Collected data ::
· · · · ·

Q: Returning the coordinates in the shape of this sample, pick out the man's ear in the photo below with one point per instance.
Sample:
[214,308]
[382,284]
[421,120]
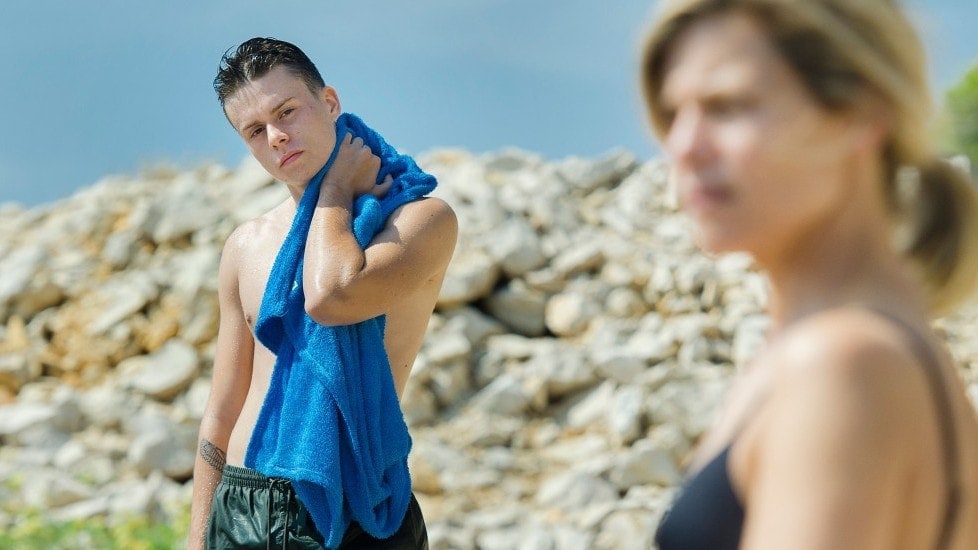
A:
[332,100]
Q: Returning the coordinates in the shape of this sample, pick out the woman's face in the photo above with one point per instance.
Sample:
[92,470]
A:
[757,163]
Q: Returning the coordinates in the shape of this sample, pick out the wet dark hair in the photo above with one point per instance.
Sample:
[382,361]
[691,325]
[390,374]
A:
[254,58]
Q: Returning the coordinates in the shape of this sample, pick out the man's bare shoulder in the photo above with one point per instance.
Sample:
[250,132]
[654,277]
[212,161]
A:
[256,232]
[255,239]
[430,215]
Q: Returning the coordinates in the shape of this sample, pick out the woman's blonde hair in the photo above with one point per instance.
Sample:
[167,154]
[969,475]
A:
[841,49]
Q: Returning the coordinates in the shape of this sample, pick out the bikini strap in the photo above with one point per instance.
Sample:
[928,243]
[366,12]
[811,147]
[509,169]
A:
[926,354]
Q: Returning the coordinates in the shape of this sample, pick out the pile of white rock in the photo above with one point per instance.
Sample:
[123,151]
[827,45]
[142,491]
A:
[580,346]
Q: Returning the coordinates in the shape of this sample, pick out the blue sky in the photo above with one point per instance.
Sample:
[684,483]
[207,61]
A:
[112,87]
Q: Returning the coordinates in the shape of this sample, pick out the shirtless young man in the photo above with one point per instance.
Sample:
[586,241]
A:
[276,100]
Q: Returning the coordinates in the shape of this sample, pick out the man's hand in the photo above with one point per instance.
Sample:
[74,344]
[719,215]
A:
[354,172]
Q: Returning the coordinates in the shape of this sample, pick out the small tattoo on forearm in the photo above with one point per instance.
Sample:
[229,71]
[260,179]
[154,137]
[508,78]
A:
[212,455]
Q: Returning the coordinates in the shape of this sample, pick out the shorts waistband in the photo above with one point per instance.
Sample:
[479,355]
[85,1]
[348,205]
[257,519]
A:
[246,477]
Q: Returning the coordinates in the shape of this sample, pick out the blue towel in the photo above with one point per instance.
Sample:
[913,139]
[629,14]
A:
[331,421]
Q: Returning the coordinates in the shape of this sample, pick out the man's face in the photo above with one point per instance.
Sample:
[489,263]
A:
[288,128]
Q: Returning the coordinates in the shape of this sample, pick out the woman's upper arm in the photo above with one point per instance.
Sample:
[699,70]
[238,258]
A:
[831,457]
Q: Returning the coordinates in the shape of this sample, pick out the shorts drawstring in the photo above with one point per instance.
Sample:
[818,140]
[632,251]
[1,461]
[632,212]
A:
[283,484]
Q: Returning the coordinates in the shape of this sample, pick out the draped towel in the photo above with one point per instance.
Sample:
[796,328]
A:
[331,422]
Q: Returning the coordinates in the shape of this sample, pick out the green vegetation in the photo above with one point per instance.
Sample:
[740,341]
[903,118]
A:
[34,532]
[962,115]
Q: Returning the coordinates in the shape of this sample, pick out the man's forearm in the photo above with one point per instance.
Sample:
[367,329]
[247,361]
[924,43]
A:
[208,468]
[332,257]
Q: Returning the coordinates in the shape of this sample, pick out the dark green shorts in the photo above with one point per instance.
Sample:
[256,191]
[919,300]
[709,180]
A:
[251,510]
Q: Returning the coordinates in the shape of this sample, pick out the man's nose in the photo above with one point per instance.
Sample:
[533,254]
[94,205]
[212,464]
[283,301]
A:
[276,136]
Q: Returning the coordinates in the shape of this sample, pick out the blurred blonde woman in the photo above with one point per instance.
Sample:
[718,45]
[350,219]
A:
[797,131]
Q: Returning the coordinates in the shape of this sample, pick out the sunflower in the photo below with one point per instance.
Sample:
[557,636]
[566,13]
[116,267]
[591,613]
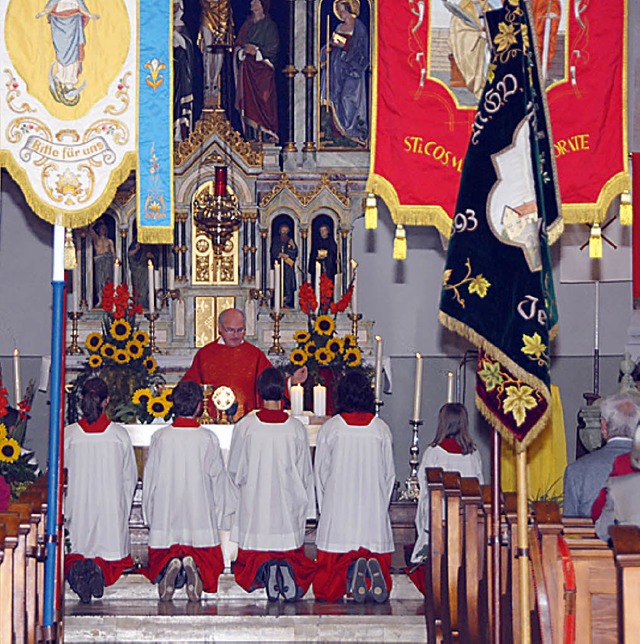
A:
[141,337]
[150,364]
[298,357]
[324,325]
[324,356]
[302,337]
[94,341]
[335,345]
[158,407]
[141,396]
[122,356]
[9,450]
[120,329]
[95,361]
[352,357]
[135,349]
[108,350]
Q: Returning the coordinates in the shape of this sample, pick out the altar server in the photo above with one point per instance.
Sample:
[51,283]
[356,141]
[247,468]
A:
[270,463]
[187,497]
[355,475]
[102,476]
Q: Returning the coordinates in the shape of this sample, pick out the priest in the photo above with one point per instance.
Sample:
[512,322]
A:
[234,363]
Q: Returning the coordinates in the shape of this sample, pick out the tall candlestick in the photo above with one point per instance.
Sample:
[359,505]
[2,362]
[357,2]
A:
[451,387]
[276,297]
[378,388]
[152,289]
[297,400]
[417,392]
[319,400]
[17,387]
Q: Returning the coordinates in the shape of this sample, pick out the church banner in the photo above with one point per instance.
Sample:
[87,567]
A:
[155,123]
[68,103]
[497,286]
[429,69]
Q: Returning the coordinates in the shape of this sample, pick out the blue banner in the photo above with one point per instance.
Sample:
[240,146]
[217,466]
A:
[155,123]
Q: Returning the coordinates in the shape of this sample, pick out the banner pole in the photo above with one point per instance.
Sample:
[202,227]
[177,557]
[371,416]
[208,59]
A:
[523,544]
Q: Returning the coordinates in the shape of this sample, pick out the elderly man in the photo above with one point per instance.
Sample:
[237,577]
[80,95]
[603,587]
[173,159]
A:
[583,479]
[232,362]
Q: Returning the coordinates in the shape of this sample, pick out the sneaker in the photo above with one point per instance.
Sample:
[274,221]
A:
[378,591]
[359,583]
[194,583]
[287,582]
[167,583]
[273,582]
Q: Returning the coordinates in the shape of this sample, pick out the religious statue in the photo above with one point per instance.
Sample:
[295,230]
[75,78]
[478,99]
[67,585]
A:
[285,251]
[344,61]
[183,62]
[324,253]
[215,36]
[255,58]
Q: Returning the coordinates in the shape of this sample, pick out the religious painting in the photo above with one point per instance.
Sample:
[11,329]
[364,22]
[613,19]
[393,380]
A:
[344,62]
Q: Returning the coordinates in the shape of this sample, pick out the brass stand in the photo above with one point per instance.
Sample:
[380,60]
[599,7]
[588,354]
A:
[152,317]
[412,493]
[275,347]
[355,318]
[74,316]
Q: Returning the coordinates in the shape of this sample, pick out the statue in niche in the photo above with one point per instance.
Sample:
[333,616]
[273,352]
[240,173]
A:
[344,61]
[324,250]
[285,250]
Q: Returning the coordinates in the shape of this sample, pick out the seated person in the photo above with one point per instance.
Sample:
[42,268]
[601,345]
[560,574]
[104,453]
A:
[355,476]
[453,450]
[622,506]
[270,463]
[184,513]
[102,477]
[584,478]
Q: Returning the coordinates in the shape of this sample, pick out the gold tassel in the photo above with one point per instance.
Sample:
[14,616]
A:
[70,261]
[595,242]
[400,243]
[371,212]
[626,209]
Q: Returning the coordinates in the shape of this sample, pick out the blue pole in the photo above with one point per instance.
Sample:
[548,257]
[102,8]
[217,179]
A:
[57,325]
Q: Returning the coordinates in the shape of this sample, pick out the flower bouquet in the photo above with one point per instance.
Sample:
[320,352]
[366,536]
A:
[121,355]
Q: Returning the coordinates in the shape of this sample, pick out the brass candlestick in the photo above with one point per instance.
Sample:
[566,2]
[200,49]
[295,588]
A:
[355,318]
[275,347]
[74,316]
[152,317]
[412,493]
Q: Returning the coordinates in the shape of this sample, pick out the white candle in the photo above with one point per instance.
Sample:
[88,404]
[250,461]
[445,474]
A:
[276,297]
[319,400]
[297,400]
[417,392]
[116,273]
[17,387]
[451,388]
[378,368]
[152,289]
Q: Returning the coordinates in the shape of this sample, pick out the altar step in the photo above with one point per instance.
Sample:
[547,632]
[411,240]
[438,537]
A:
[131,612]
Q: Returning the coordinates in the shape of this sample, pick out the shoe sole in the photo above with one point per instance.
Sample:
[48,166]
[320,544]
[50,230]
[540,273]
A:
[166,586]
[359,583]
[194,583]
[378,591]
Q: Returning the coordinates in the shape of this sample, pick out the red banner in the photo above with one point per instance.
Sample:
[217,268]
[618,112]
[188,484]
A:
[428,72]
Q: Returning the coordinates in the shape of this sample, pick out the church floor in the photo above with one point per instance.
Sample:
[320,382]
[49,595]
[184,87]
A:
[131,612]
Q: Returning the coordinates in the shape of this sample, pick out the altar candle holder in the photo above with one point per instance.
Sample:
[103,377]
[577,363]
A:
[275,347]
[412,492]
[152,317]
[73,348]
[355,318]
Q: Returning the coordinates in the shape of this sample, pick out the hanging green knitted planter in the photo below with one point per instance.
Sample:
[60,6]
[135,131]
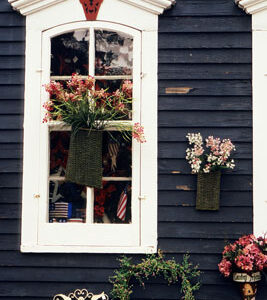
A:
[85,158]
[208,191]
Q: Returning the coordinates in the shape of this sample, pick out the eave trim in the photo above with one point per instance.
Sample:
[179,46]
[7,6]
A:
[252,6]
[27,7]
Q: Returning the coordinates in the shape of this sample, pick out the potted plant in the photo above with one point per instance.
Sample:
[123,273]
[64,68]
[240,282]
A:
[89,111]
[245,261]
[207,161]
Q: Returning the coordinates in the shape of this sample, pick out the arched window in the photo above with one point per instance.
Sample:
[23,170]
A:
[73,214]
[120,45]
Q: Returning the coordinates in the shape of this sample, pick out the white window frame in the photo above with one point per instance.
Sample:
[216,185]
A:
[46,15]
[258,10]
[94,234]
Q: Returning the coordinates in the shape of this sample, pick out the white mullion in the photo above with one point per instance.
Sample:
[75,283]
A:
[90,205]
[91,69]
[92,52]
[111,77]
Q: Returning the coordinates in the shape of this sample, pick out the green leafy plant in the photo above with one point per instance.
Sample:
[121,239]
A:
[154,266]
[78,103]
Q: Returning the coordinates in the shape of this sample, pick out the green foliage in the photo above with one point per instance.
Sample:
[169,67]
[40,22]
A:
[154,266]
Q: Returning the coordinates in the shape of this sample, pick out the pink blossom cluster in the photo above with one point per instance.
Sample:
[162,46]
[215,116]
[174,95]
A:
[214,156]
[138,133]
[243,255]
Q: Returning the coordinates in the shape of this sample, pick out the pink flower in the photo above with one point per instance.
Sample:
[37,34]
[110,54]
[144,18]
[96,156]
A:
[53,88]
[127,88]
[225,267]
[138,133]
[48,105]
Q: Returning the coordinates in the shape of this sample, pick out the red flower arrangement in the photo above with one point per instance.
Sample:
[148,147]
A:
[244,255]
[78,103]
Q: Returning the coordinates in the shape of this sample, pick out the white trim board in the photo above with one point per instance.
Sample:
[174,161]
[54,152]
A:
[54,18]
[252,6]
[27,7]
[258,10]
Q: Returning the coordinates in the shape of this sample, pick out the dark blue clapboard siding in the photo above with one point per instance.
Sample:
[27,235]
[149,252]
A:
[204,86]
[204,52]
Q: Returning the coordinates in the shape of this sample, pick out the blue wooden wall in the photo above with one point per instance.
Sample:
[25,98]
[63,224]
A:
[205,47]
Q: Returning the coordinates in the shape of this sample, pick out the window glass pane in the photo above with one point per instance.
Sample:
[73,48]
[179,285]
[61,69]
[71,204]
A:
[113,53]
[117,155]
[69,53]
[111,86]
[113,202]
[67,202]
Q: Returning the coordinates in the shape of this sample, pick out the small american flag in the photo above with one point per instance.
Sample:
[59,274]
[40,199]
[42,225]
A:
[121,210]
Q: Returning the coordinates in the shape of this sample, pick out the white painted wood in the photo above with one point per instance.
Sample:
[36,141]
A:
[31,139]
[90,234]
[86,249]
[259,84]
[27,7]
[252,6]
[112,77]
[46,18]
[259,131]
[149,149]
[90,206]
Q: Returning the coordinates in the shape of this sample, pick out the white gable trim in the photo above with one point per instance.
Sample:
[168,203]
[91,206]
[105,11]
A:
[27,7]
[252,6]
[258,10]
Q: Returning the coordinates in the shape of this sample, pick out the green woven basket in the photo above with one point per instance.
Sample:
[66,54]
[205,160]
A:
[208,191]
[84,164]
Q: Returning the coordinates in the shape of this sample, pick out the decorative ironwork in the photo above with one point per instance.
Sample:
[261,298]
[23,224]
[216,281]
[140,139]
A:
[91,8]
[81,295]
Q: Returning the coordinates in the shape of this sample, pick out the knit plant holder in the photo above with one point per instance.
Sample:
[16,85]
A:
[85,158]
[208,191]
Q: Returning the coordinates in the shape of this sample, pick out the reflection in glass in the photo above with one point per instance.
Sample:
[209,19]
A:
[110,85]
[117,155]
[67,202]
[113,202]
[69,53]
[113,53]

· · · · ·

Objective :: Rewrite the rows starting at the line that contains "out the decorative" and ending at the last row, swapping "knit" for "crocheted" and leaving everything else unchanged.

Solution to this task ::
Q: Returning the coordinates in the shape of this sample, pick out the decorative ironwork in the photo above with one point per instance.
Sample:
[261,298]
[23,224]
[216,281]
[140,139]
A:
[91,8]
[81,295]
Q: Returning the coordinates in the shape of this sample, pick out the crocheted plant holder in the photo above with one point per instance.
Sample:
[16,85]
A:
[85,158]
[208,191]
Q: Returning the coordinates in the shape of this sample, pick out the reflection in glass in the photo above with one point per instance.
Sample:
[209,19]
A:
[110,85]
[117,155]
[67,202]
[113,202]
[69,53]
[113,53]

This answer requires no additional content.